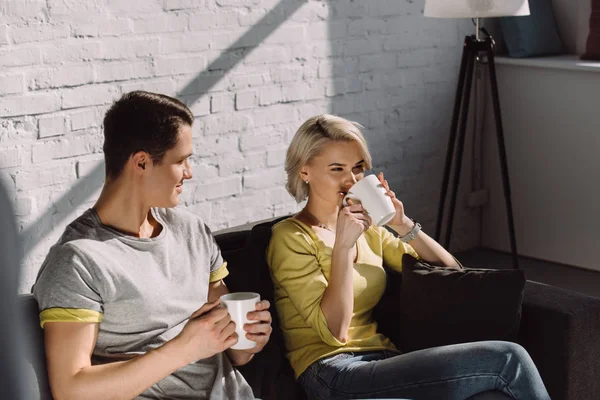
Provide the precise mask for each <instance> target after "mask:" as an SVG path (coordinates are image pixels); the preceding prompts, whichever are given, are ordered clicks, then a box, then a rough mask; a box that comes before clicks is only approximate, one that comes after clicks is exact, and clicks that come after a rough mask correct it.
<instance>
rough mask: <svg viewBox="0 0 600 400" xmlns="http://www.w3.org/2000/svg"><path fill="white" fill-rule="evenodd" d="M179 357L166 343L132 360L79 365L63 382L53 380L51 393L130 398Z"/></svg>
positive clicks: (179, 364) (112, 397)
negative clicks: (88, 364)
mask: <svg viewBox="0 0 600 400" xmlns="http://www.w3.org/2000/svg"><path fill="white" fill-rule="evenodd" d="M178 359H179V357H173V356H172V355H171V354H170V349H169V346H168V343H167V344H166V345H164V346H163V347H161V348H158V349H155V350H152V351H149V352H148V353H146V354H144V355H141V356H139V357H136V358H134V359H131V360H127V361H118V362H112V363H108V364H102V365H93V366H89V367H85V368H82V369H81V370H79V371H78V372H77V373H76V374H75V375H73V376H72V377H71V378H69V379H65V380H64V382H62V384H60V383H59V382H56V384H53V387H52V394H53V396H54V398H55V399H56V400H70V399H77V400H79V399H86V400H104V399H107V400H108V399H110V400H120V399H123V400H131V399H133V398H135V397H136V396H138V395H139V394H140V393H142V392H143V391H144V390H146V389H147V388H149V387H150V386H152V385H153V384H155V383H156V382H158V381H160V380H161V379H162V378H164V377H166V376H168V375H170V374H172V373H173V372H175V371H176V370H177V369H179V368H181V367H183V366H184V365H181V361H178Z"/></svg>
_ _ _
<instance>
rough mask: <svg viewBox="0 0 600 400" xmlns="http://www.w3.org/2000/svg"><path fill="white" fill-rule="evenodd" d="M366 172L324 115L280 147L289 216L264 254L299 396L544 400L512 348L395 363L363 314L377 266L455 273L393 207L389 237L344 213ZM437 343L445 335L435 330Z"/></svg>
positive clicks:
_ _ _
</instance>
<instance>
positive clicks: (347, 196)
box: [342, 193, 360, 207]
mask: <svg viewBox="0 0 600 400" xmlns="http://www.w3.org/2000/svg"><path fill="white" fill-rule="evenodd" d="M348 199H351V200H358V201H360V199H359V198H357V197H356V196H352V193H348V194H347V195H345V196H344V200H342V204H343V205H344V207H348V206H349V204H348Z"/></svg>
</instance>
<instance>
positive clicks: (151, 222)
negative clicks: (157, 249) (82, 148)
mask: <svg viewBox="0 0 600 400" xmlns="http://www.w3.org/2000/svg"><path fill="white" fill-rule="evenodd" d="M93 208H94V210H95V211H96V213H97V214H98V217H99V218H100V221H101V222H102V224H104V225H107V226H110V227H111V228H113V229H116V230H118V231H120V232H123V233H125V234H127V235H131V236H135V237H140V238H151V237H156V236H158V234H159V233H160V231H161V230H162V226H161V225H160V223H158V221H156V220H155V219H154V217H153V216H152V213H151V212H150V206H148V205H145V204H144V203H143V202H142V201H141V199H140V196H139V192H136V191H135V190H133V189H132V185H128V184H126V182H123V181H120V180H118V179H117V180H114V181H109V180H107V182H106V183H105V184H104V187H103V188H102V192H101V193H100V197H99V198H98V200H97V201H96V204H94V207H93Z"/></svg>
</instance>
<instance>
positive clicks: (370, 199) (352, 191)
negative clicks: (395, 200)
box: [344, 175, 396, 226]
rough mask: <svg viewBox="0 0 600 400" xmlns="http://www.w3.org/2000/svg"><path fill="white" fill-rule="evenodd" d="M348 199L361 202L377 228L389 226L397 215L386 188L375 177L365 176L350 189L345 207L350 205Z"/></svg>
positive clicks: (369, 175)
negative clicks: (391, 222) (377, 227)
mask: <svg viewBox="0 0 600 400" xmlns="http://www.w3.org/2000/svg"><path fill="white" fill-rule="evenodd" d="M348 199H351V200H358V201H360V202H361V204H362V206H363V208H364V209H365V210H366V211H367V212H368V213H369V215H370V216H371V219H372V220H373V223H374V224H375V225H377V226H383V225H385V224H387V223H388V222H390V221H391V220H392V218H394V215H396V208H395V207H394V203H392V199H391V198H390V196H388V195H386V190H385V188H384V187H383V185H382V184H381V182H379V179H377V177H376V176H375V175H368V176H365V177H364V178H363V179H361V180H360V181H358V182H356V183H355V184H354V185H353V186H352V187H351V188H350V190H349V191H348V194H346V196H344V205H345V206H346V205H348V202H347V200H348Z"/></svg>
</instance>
_ _ _
Sajikan baris-baris daftar di atas sebagai larik JSON berisi string, satu string untuk setiap baris, tanpa baris kosong. Mulailah dari baris yang memuat "Provide the precise" dan berhentilah setelah baris yang memuat "positive clicks: (179, 364) (112, 397)".

[
  "Provide the precise mask for each <instance> target after \"mask:\" as an SVG path (coordinates are image pixels); the preceding prompts, whichever are given, are ordered clicks, then a box, then a rough mask; a box that comes before clicks is only approximate, one that comes after clicks is exact, and clicks that come after a rough mask correct it.",
  "<instance>",
  "rough mask: <svg viewBox=\"0 0 600 400\" xmlns=\"http://www.w3.org/2000/svg\"><path fill=\"white\" fill-rule=\"evenodd\" d=\"M179 357L166 343L132 360L79 365L63 382L53 380L51 393L130 398Z\"/></svg>",
  "positive clicks: (179, 364) (112, 397)"
]